_CONSIGNA ESCRITA 1_.
En la crónica sobre Nicolás Lugano y Nadia Egea, ¿cuántos años tiene él?
----- TEXTO DE LECTURA -----
Nicolás Lugano tiene 45 años, nació en San Martin, es técnico en producción vegetal orgánica y líder de una banda de rock Huecocielo– que desde hace dieciséis años recorre los escenarios del under del gran Buenos Aires y Capital Federal.
Nadia Egea también es de San Martín, pero viene de visita a Tapalqué desde muy chica. Es licenciada en psicopedagogía y “allá” tenía un trabajo seguro y estable desde hacía doce años. Ambos son vegetarianos y un día decidieron largar todo y pegar el volantazo hacia el campo junto a su hija Frida.

El cielo de la tarde es un toldo gris que enfría el aire, que del otro lado de la ruta 51 sopla empedernido y filoso. En la quinta no me recibe ningún perro pero sí una polla que, criándose suelta, parece disputar aquello del mejor amigo del hombre. Recorro el verde del campo con la mirada y veo un hombre doblando su metro noventa a la mitad, dejando caer semillas de acelga en un surco, sabré luego. Es Nicolás Lugano que cambió los embotellamientos por horizonte, el miedo por el placer, el smog por aire puro y el ritmo loco de la ciudad por un proyecto de futuro sustentable y consciente.
Mientras conversamos recorremos la quinta. Todavía le parece un sueño estar instalado ahí. En su andar, en su voz cándida y sobre todo en sus expresiones habita la urbanidad. En las fotos de las  redes sociales de la banda o en videos de youtube se lo ve de chaleco de cuero sobre la piel tatuada y sombrero  texano, haciendo vibrar su guitarra, quebrándose en cadenciosas danzas de frontman, paladeando sus propias letras y melodías. Ahora viste botas de goma con el pantalón metido adentro, un buzo, un gorro negro de lana,  guantes de trabajo y escarba la tierra con sus propias manos.
-----
_CONSIGNA ESCRITA 2_.
Edita el listado desde la línea que contiene "For the AR heads-up display, mark where the dark area" hasta el final, ambos extremos incluidos. Reemplaza "tile backsplash" por "brick backsplash", deja todo lo demás igual y entrega solo ese tramo.
----- DATOS DEL EJERCICIO -----
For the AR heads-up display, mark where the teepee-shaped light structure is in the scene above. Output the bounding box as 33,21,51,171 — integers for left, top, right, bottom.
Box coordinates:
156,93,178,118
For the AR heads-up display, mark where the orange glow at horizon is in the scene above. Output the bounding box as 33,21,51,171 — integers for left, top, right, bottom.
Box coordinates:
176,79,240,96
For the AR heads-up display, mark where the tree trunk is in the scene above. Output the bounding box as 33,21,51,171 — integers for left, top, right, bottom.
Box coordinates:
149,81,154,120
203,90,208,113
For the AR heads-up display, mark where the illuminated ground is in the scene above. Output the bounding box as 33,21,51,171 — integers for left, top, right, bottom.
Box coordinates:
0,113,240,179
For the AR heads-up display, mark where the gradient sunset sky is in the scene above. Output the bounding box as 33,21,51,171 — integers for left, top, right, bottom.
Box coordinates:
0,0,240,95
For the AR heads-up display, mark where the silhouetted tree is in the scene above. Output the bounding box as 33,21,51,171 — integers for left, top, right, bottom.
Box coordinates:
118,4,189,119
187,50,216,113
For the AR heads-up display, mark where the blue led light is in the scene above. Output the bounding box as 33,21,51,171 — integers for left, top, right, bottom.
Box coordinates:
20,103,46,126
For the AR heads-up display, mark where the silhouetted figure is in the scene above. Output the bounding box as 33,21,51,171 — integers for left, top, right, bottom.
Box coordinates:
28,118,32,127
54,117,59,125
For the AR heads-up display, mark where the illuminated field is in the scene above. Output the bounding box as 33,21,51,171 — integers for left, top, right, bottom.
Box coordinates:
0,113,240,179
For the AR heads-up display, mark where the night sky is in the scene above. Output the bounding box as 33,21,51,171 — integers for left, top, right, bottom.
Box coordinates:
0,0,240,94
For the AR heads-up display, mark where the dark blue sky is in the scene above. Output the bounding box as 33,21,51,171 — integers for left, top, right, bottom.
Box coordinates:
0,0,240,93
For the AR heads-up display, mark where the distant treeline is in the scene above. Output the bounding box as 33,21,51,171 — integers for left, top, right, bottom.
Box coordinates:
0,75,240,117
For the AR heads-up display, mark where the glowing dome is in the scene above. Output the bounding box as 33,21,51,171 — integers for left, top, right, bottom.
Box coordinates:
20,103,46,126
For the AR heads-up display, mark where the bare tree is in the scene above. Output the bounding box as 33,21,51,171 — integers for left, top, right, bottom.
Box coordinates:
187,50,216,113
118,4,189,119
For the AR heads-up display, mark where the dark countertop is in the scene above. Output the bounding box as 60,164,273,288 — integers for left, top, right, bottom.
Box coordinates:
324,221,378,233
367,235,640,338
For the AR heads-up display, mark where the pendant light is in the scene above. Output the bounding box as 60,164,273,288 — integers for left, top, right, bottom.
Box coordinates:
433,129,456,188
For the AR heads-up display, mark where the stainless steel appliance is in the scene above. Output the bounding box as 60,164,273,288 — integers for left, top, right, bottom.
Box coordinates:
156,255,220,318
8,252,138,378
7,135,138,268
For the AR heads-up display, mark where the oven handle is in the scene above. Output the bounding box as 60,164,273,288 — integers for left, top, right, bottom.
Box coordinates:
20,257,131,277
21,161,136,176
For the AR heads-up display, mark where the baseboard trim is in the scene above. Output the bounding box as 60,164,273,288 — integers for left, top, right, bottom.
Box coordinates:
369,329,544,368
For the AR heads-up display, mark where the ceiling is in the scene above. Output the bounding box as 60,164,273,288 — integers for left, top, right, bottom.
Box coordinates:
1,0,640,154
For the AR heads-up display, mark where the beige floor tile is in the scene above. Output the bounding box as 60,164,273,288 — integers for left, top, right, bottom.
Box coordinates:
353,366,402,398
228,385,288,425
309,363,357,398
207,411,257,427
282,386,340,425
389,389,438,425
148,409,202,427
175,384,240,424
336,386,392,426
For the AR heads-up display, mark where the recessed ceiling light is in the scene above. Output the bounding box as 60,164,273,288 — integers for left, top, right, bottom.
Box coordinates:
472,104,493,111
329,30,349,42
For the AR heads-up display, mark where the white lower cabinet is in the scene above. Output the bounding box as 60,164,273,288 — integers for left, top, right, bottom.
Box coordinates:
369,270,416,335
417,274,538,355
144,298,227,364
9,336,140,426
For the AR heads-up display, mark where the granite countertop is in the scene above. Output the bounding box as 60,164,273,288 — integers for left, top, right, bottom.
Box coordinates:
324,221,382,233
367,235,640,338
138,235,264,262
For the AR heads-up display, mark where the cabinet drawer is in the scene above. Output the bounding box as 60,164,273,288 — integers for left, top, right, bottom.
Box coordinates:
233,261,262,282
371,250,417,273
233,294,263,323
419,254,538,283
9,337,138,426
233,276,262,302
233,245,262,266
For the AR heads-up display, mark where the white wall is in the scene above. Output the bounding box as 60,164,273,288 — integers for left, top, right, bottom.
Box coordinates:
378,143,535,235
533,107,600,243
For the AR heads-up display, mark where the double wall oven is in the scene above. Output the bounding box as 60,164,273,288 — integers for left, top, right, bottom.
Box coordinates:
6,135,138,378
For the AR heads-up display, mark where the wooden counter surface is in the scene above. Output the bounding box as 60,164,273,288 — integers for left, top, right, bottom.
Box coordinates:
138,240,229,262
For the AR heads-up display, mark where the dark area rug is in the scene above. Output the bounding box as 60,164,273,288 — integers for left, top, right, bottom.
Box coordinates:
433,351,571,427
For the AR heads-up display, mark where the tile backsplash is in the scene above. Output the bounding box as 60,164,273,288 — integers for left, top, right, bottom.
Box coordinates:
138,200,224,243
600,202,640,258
-----
_SOLUCIÓN DEL EJERCICIO 1_.
45 años.

_SOLUCIÓN DEL EJERCICIO 2_.
For the AR heads-up display, mark where the dark area rug is in the scene above. Output the bounding box as 60,164,273,288 — integers for left, top, right, bottom.
Box coordinates:
433,351,571,427
For the AR heads-up display, mark where the brick backsplash is in the scene above. Output the bounding box as 60,164,273,288 — integers for left, top, right, bottom.
Box coordinates:
138,200,224,243
600,202,640,258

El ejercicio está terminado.